**Problem description**
Would you rewrite the items below, requests included, starting with the line that contains "Precision-ag module: please detect the cow" and going on through the line that contains "xmin=106 ymin=608 xmax=131 ymax=702", shifting every coordinate in the answers up by 20? Keep the numbers in the requests and their format samples as they are, and give only those lines.

Bounding box annotation items
===============

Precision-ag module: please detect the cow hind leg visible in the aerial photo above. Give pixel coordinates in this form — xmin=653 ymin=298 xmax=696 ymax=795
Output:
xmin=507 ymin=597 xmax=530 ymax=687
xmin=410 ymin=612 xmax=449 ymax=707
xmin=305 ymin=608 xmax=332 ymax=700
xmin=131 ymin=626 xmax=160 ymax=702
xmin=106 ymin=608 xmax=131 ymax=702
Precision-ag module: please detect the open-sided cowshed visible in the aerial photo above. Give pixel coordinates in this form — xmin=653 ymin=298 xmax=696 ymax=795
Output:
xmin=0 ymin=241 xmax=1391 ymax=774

===============

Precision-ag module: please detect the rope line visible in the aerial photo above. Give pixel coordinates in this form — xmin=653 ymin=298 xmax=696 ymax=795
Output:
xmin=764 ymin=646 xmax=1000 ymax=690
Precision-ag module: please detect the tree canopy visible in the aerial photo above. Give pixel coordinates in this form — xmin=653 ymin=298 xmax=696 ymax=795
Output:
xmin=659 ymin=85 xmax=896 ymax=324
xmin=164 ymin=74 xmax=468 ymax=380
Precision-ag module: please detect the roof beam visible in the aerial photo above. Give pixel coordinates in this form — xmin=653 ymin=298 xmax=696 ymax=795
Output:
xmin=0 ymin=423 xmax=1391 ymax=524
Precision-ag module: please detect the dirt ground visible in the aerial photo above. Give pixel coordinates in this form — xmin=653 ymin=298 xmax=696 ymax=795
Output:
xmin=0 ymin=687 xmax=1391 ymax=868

===============

**Solution to the exercise**
Precision-ag module: please detect the cow hind leg visible in the aerial photo above. Give pixel coordinates in this form — xmin=653 ymin=298 xmax=696 ymax=795
Output:
xmin=527 ymin=617 xmax=550 ymax=707
xmin=430 ymin=632 xmax=469 ymax=727
xmin=325 ymin=628 xmax=352 ymax=720
xmin=151 ymin=646 xmax=180 ymax=722
xmin=126 ymin=628 xmax=151 ymax=722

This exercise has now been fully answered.